Aim of the exercise —
Omit every picture, then give all the entries again exactly.

Raw data —
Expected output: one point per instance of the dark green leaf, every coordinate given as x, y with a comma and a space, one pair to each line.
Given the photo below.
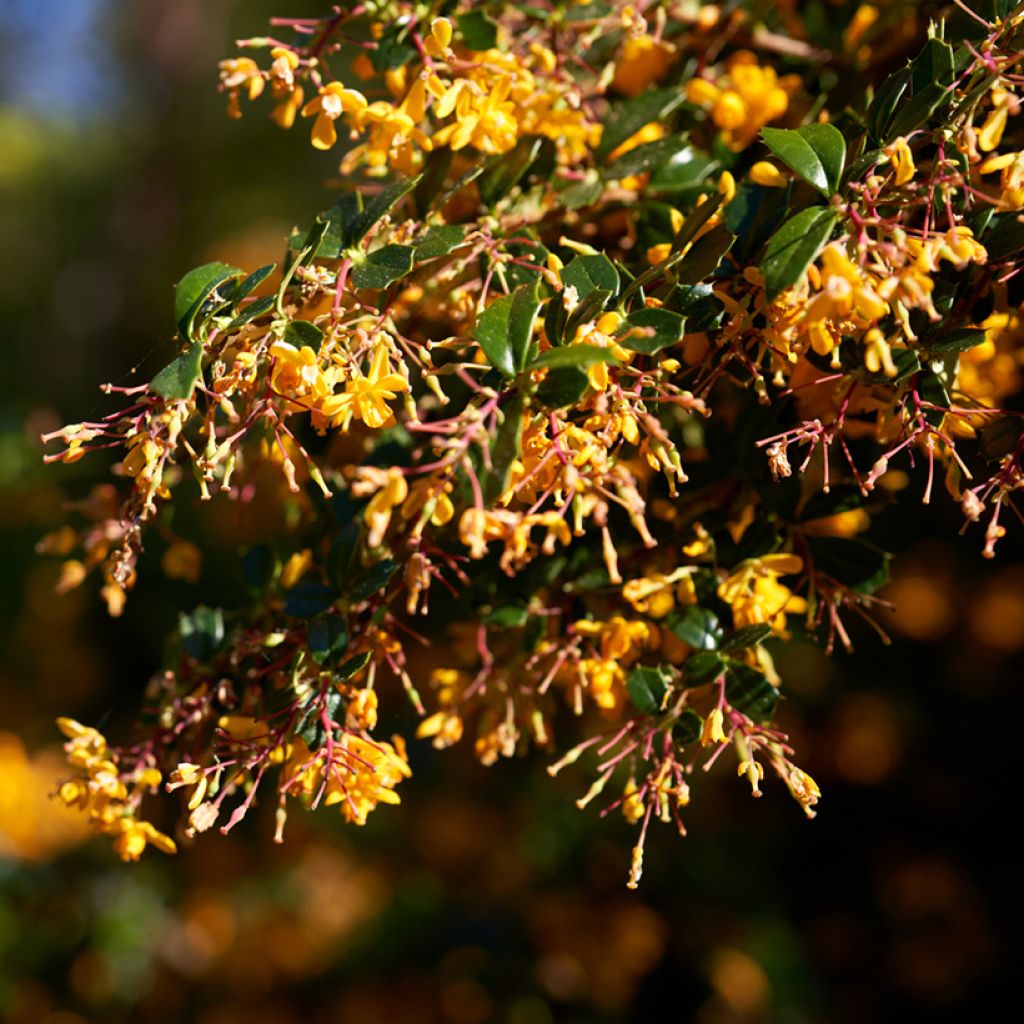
585, 311
477, 31
374, 580
648, 157
704, 667
299, 333
795, 246
625, 120
505, 329
647, 687
816, 153
505, 449
882, 108
328, 640
202, 632
260, 307
307, 598
350, 666
852, 562
506, 171
435, 171
749, 691
697, 627
178, 379
747, 636
956, 341
196, 288
439, 241
573, 355
377, 206
563, 386
650, 330
705, 255
586, 273
507, 616
383, 266
251, 283
687, 728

Solution —
Expected output: one point per instance of the dark green leaf, every coordinate given as x, y with a comma and a space, one pair to each line.
Given the photo below.
585, 311
477, 31
374, 580
648, 157
704, 667
299, 333
795, 246
625, 120
505, 329
647, 687
816, 153
505, 449
882, 108
328, 640
202, 632
260, 307
307, 598
350, 666
852, 562
506, 171
435, 171
749, 691
697, 627
178, 379
747, 636
956, 341
196, 288
439, 241
573, 355
377, 206
563, 386
650, 330
705, 255
586, 273
507, 616
383, 266
251, 283
687, 728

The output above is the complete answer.